Consigne — Recopiez telles quelles toutes les lignes du matériel ci-dessous, sans rien y changer.

(Extraits d'un jeu de données d'annotation par points)
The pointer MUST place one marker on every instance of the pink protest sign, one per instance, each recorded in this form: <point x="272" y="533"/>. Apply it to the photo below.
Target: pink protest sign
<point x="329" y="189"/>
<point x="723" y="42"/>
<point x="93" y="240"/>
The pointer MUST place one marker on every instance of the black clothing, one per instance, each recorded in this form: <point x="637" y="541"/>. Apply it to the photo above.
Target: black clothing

Réponse —
The pointer MUST place one marker on every instance of the pink protest sign, one per instance, each recorded in this form: <point x="272" y="533"/>. Apply it to the photo below.
Target: pink protest sign
<point x="329" y="189"/>
<point x="723" y="42"/>
<point x="93" y="240"/>
The pointer MUST place one marker on every instance of the black clothing, one per instance, each recorded in this form: <point x="637" y="541"/>. Apply it to the photo above.
Target: black clothing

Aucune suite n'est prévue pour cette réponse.